**Problem details:** Lines in the entries below where the word "child" shows up should each be copied.

Records from a dataset:
========================

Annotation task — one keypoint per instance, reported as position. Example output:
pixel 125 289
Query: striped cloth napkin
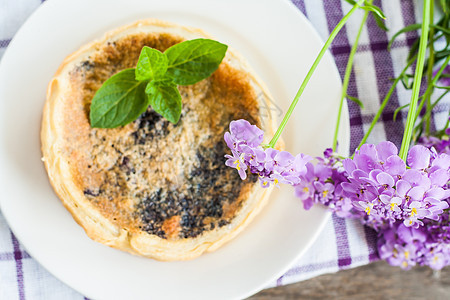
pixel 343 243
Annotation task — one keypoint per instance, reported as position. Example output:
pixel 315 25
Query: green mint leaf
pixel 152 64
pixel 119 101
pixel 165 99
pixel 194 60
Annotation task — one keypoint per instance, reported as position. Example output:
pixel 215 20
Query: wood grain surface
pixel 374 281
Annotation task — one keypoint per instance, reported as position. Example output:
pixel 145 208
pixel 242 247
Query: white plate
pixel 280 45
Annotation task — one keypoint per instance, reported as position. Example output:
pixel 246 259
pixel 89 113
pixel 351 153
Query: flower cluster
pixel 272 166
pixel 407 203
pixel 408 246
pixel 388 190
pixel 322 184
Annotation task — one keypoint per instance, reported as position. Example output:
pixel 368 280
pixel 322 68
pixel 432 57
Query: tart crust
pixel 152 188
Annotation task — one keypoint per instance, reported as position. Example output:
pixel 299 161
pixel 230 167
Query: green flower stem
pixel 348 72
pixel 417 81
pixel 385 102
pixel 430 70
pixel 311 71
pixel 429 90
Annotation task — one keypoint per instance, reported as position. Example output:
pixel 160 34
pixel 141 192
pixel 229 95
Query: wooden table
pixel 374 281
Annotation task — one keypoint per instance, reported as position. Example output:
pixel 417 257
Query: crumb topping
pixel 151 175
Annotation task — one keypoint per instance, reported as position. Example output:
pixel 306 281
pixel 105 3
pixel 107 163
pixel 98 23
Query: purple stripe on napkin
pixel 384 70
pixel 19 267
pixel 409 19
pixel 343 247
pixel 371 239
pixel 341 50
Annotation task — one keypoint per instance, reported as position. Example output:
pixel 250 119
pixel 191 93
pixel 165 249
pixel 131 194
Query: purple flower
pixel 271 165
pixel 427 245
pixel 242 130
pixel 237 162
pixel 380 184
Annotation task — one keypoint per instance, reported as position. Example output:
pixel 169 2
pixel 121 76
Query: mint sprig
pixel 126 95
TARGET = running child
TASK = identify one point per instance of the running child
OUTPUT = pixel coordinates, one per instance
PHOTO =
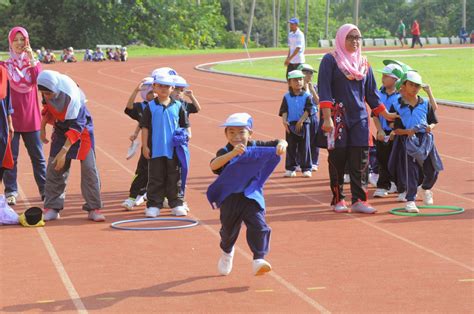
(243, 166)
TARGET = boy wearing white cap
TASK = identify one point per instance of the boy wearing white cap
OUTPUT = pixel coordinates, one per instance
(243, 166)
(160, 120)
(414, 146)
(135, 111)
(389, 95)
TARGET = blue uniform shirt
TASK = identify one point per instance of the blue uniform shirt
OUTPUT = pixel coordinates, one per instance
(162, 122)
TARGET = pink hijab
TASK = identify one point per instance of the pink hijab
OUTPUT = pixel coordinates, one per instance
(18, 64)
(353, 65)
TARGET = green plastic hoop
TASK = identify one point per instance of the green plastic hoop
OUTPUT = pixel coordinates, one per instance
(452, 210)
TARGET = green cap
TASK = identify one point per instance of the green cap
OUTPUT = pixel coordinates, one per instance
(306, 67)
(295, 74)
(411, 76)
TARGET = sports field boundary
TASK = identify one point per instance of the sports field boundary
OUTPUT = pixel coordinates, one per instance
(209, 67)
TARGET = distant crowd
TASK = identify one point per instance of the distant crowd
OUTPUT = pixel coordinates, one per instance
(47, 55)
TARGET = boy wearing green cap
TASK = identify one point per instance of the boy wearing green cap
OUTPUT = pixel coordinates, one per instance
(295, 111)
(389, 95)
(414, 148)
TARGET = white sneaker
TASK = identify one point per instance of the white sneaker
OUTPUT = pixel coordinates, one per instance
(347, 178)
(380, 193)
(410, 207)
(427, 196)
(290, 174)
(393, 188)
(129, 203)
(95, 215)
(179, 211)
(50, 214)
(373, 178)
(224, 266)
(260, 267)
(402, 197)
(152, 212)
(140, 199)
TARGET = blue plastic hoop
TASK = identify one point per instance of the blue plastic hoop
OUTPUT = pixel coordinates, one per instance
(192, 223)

========================

**The completed task:**
TARGET = running child
TASK = identify one point per instance of the running child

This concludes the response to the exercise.